Copy every one of the items below word for word, omitting any pictures from your copy.

▶ DATA EXTRACT
* begin *

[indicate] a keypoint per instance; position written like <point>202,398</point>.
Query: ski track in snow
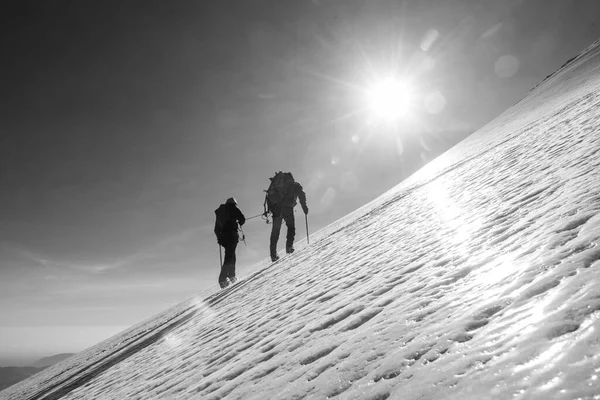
<point>477,279</point>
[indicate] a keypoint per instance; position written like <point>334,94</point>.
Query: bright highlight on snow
<point>475,278</point>
<point>389,99</point>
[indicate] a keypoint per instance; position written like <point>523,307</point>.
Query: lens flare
<point>389,99</point>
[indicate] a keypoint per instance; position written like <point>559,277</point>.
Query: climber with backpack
<point>228,216</point>
<point>280,199</point>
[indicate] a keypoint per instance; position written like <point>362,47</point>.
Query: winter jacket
<point>226,224</point>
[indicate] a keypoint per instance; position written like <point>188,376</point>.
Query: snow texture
<point>476,278</point>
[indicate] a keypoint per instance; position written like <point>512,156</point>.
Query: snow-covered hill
<point>478,277</point>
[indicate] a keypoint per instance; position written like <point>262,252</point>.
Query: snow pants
<point>228,267</point>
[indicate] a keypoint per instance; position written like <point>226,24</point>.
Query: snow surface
<point>476,278</point>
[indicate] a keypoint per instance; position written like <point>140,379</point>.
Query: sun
<point>389,99</point>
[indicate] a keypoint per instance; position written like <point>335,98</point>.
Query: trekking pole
<point>243,236</point>
<point>220,257</point>
<point>306,219</point>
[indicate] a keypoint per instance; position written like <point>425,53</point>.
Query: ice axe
<point>306,219</point>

* end *

▶ FINISHED TASK
[indicate] a keypoint per instance; position written like <point>202,398</point>.
Query: ski track in snow
<point>477,279</point>
[indicate] a keypoint per instance; position written like <point>334,94</point>.
Query: bright highlight on snow
<point>475,278</point>
<point>389,99</point>
[indicate] a keypoint per instance; position written like <point>523,307</point>.
Query: lens flare
<point>389,99</point>
[indicate] a keypoint per instance; position written like <point>559,277</point>.
Query: climber with backpack
<point>228,216</point>
<point>280,199</point>
[indicate] a keypoint per instance; position written like <point>362,47</point>.
Query: winter jacket
<point>226,224</point>
[indicate] a keypoint per instance; position written like <point>188,376</point>.
Query: snow texture
<point>476,278</point>
[indicate] a keypoint per instance; position written like <point>512,156</point>.
Query: snow-covered hill
<point>478,277</point>
[indicate] a keypoint per instance; position written like <point>262,252</point>.
Query: snow pants
<point>228,267</point>
[indicate] a keypoint per instance; position written like <point>226,24</point>.
Query: snow surface
<point>476,278</point>
[indicate] a keypoint per instance; position written like <point>140,379</point>.
Query: sun
<point>389,99</point>
[indicate] a keypoint per instance; position written like <point>335,98</point>.
Query: trekking pole
<point>243,236</point>
<point>220,257</point>
<point>306,219</point>
[indicate] a keypoint per instance; position written like <point>425,53</point>.
Query: ice axe
<point>306,219</point>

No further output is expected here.